■ **Exercise instructions**:
Format the lines below as a JSON list of strings with one string per line, omitting any blank lines.
# # #
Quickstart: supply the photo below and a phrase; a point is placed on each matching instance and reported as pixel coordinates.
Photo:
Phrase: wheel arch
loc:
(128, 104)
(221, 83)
# # #
■ **Answer**:
[
  "Quickstart: supply the photo below and a phrase; a point is placed on each matching instance and reported as pixel coordinates.",
  "Photo:",
  "Phrase: wheel arch",
  "loc:",
  "(128, 104)",
  "(221, 83)"
]